* start SOURCE MATERIAL *

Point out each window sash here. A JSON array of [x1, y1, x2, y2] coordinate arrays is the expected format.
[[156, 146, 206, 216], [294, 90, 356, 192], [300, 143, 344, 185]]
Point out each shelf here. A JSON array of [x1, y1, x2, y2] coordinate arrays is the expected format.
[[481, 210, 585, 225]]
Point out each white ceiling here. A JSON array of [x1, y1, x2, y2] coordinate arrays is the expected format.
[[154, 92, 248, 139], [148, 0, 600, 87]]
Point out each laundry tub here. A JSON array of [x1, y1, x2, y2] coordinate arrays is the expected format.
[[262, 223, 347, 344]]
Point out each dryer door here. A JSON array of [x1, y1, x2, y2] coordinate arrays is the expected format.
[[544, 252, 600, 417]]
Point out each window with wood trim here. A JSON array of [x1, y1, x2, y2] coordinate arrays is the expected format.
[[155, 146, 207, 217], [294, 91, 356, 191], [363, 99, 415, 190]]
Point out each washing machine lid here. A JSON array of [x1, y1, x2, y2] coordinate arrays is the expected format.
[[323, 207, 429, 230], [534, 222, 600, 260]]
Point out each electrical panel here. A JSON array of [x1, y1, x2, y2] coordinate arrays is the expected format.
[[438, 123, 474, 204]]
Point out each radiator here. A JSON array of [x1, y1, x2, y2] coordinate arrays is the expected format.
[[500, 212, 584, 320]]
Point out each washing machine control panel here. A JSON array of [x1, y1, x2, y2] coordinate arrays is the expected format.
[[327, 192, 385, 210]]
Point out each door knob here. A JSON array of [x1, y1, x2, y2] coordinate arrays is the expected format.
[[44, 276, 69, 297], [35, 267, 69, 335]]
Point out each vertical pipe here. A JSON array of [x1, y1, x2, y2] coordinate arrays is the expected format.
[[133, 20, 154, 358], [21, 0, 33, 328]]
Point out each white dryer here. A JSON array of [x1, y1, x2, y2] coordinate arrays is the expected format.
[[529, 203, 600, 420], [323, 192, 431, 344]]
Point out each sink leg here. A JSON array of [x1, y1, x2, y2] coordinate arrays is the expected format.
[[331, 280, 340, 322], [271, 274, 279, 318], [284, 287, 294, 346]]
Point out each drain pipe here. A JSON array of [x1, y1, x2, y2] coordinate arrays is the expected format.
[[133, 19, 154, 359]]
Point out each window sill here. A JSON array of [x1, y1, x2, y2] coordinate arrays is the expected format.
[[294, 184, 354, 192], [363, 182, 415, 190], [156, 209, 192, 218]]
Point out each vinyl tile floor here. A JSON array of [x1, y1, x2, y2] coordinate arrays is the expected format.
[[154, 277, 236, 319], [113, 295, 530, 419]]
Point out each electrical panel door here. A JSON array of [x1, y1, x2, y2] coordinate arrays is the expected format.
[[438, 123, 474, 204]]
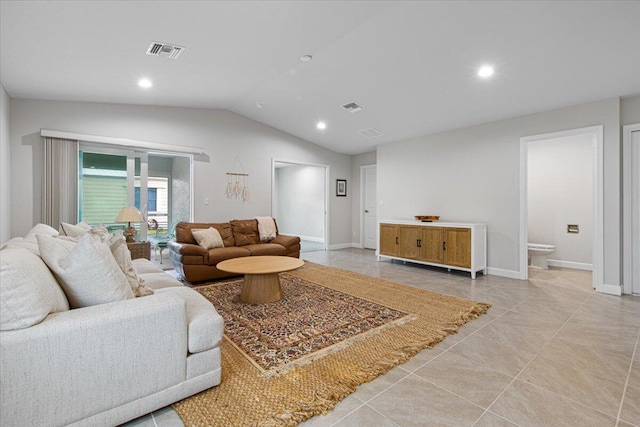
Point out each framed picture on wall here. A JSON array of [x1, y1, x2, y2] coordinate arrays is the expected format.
[[336, 179, 347, 197]]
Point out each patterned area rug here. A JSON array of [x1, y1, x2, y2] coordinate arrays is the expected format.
[[197, 273, 415, 375], [173, 262, 490, 427]]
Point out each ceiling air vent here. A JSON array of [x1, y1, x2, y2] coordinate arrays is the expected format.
[[147, 42, 185, 59], [358, 128, 384, 138], [342, 102, 364, 113]]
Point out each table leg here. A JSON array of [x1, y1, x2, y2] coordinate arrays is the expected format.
[[240, 273, 282, 304]]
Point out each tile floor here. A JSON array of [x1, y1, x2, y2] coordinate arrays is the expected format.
[[122, 249, 640, 427]]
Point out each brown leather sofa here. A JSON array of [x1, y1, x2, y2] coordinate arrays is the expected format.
[[168, 219, 300, 283]]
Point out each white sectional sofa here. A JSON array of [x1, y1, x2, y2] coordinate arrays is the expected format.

* end SOURCE MATERIAL *

:: PROBLEM TO SOLVE ::
Repeat all of the entries above, swapping every "Point out" for "Mark" and keeping everything else the same. Leave the pictures out.

:: TASK OUTPUT ::
Mark each window sash here. A JSON array of [x1, y1, x2, y2] coordinate arrays is the expected format.
[[156, 146, 206, 216], [294, 90, 356, 192], [300, 143, 344, 185]]
Mark each shelf here. A JSON array of [x1, y1, x2, y2] coordinate arrays is the expected format.
[[481, 210, 585, 225]]
Mark each white ceiling here. A JSON array of [x1, y1, x2, y2] coordinate arrays is the expected format.
[[154, 92, 248, 139], [148, 0, 600, 87]]
Mark each laundry tub here. A JSON array of [x1, y1, x2, y2] coordinate arrays is the expected format.
[[262, 223, 347, 344]]
Mark each dryer door here. A JSON array of [x1, y1, x2, y2] coordinate arrays is the expected format.
[[544, 252, 600, 417]]
Mark each window with wood trim here. A JSON array of [x1, y1, x2, y2] coordinate arrays is the expected format.
[[155, 146, 207, 217], [294, 91, 356, 191], [363, 99, 415, 190]]
Mark each washing machine lid here. A JSON array of [x1, y1, x2, y2] coordinate arrays is the expected format.
[[323, 207, 429, 230], [534, 222, 600, 260]]
Mark each electrical panel here. A JSON array of [x1, y1, x2, y2] coordinate arrays is the expected format.
[[438, 123, 474, 204]]
Mark each radiator here. A JSON array of [x1, y1, x2, y2] coordinate arrays is the expected format.
[[500, 212, 584, 320]]
Mark each washing machine control panel here. A JSON array of [x1, y1, x2, y2] coordinate arrays is the expected format.
[[327, 192, 385, 210]]
Mark each door knob here. A JSON array of [x1, y1, x2, y2] coordinate arrays is the expected format.
[[44, 276, 69, 297], [35, 267, 69, 335]]
Mark each vertical pipe here. A JSON array of [x1, y1, x2, y2] coordinate arrays is the expected format.
[[133, 20, 154, 358], [21, 0, 33, 328]]
Mark each white dryer here. A JSON array of [x1, y1, x2, y2] coordinate arrays is the expected format.
[[529, 203, 600, 420], [323, 192, 431, 344]]
Mark each sink leg here. A JSON array of [x1, y1, x2, y2] coordinate arrays is the expected format.
[[331, 280, 340, 322], [271, 274, 279, 318], [284, 287, 294, 346]]
Mark each drain pipe here. A JSON array of [x1, y1, x2, y2] coordinate arrays is the expected format.
[[133, 19, 154, 359]]
Mark each window sill here. A JSON array of [x1, y1, x2, y2] coordinate arrays is the expected format.
[[294, 184, 354, 192], [363, 182, 415, 190], [156, 209, 192, 218]]
Mark each vinyl tile floor here. A JSON array of [x1, y1, x2, y2] coordinate arrays is the expected format.
[[154, 277, 236, 319], [113, 295, 530, 419]]
Mark each electrical panel door here. A JSON array of [x1, y1, x2, y2] coordinate arrays is the expected format.
[[438, 123, 474, 204]]
Mark each framed picture on wall here. A JSON array of [x1, y1, x2, y2] coordinate arrays is the expected format.
[[336, 179, 347, 197]]
Mark each patterned area rug here. A JSON array of [x1, y1, x2, y2] coordinate arrays is the expected format.
[[197, 273, 415, 375], [173, 262, 490, 427]]
Mark each ceiling air vent here. A JSON array of [x1, y1, x2, y2] coordinate arrays is the expected format.
[[147, 42, 185, 59], [358, 128, 384, 138], [342, 102, 364, 113]]
Mark each table leg here. A JSON array of [x1, y1, x2, y2] coordinate arrays is the expected format.
[[240, 273, 282, 304]]
Mark each tile floor here. A JSON array of [x1, y1, x2, y2] coordinate arrays is the expected format.
[[122, 249, 640, 427]]
Mark each brown leather sofa here. A JSON array of [x1, y1, x2, y2] coordinate arrays is the expected format.
[[168, 219, 300, 283]]
Mark each white sectional sofa here. A JSON array of [x1, y1, x2, y2] coordinate arrays is the expected format.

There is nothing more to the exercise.